## Extract
Redoubtable performances by Robert Smyth and Deborah Gilmour Smyth, and the keen, inspired direction of Christy Yael-Cox make Intrepid Theatre Company’s production of Who’s Afraid of Virginia Woolf? the first truly must-see show of the year. More than half a century after it was written, Edward Albee’s piercing three-act drama about George, Martha, two unwary guests and a lot of booze remains an iconic work of the American theater. The searing tension, raw energy and horrifying emotive twists and turns nonetheless do not overwhelm Albee’s biting and eloquent language.
Intrepid is staging this production at the Horton Grand Theatre downtown as guest residents of Lamb’s Players Theatre. It’s Lamb’s’ producing artistic director, Smyth, and its associate artistic director, his wife Deborah Gilmour Smyth, who costar as George and Martha—bravely and inexhaustibly. Ross Hellwig and Erin Petersen portray the young couple quickly in the crossfire of Georgia and Martha’s war of insults, insinuations and threats. The exquisite Intrepid production boasts silences that are as potent as the destructive clamor.

## Given request a
Duplicate the review from "Intrepid is staging" up to and including "the destructive clamor.".

## Stored records
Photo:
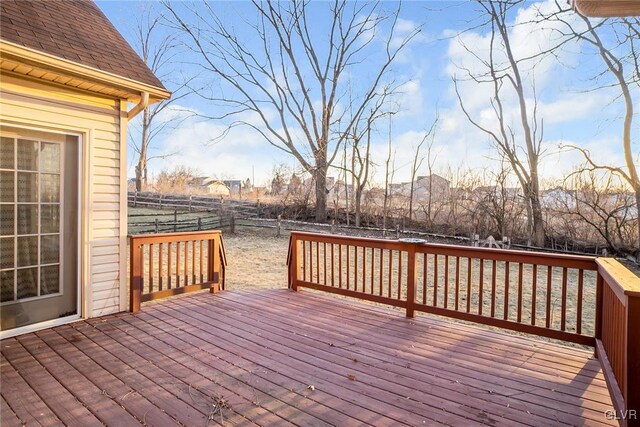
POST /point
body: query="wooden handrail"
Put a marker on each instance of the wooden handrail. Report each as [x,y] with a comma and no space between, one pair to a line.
[539,293]
[181,262]
[580,299]
[618,337]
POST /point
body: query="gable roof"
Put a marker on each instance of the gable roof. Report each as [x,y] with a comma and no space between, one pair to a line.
[74,30]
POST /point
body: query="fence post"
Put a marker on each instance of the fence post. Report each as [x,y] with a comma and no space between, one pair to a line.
[279,225]
[135,281]
[293,263]
[631,355]
[411,279]
[214,264]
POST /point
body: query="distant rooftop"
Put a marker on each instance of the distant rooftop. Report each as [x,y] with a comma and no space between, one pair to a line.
[75,30]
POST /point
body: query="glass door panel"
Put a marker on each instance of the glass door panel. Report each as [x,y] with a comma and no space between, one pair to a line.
[38,226]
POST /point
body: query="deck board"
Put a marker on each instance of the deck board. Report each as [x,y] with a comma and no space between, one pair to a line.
[260,351]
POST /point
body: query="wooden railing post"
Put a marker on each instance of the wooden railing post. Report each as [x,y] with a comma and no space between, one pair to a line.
[632,359]
[214,263]
[293,263]
[411,279]
[135,284]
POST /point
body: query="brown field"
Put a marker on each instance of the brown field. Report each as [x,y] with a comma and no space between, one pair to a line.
[257,259]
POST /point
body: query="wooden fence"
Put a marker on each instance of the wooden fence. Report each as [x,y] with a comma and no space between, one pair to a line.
[572,298]
[168,264]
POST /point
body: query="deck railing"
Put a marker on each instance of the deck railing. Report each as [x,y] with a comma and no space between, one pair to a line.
[168,264]
[618,336]
[572,298]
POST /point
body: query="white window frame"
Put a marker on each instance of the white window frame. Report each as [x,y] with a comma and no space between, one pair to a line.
[81,293]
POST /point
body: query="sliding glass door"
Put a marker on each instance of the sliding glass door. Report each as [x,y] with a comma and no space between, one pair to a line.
[38,226]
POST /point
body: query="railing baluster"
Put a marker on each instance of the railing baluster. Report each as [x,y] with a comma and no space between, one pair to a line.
[186,263]
[348,250]
[390,272]
[333,269]
[469,274]
[580,291]
[340,265]
[178,265]
[399,275]
[534,292]
[364,269]
[193,262]
[169,247]
[520,292]
[425,260]
[507,268]
[446,281]
[563,309]
[548,306]
[494,269]
[317,262]
[151,267]
[435,280]
[201,257]
[457,283]
[373,264]
[481,287]
[304,261]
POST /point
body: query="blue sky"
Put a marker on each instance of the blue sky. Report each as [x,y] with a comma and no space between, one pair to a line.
[572,113]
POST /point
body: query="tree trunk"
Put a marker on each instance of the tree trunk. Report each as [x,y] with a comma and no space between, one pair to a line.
[358,207]
[538,234]
[141,167]
[321,190]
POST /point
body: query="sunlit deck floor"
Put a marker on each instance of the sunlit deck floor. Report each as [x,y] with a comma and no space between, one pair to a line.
[273,357]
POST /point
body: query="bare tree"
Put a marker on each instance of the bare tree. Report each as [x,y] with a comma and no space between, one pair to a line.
[621,58]
[522,148]
[292,81]
[157,49]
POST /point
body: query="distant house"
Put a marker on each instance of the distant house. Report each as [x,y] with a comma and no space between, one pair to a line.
[67,79]
[424,186]
[217,188]
[559,199]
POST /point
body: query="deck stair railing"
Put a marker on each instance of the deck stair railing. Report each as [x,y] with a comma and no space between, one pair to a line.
[168,264]
[583,300]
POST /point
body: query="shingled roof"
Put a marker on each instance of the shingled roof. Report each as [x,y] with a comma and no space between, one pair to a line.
[75,30]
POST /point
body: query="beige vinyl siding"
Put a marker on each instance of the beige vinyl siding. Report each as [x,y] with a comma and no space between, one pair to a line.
[48,106]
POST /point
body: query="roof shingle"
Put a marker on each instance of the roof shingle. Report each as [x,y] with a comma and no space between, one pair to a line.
[57,27]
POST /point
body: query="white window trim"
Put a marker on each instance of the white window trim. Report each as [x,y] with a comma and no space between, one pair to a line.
[83,293]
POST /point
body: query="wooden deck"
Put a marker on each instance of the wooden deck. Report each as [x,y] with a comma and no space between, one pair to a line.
[274,357]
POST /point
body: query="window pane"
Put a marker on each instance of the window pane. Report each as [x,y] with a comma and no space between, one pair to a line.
[50,157]
[27,251]
[7,153]
[6,252]
[27,155]
[27,282]
[6,285]
[27,219]
[49,280]
[49,218]
[7,220]
[27,187]
[50,188]
[7,194]
[49,249]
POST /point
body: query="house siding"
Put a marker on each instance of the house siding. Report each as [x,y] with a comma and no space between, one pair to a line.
[48,106]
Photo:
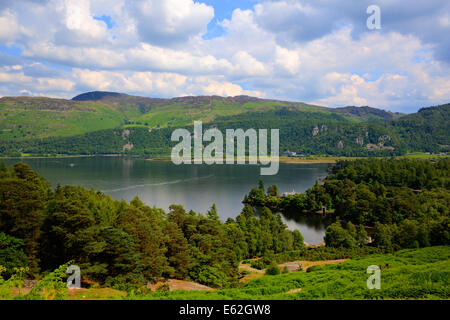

## Given request b
How many lines of the entries contain the string "white"? Matching is case-sensitive. Reply with the number alone.

## Reply a
Intrepid is staging this production at the Horton Grand Theatre downtown as guest residents of Lamb’s Players Theatre. It’s Lamb’s’ producing artistic director, Smyth, and its associate artistic director, his wife Deborah Gilmour Smyth, who costar as George and Martha—bravely and inexhaustibly. Ross Hellwig and Erin Petersen portray the young couple quickly in the crossfire of Georgia and Martha’s war of insults, insinuations and threats. The exquisite Intrepid production boasts silences that are as potent as the destructive clamor.

## Reply b
4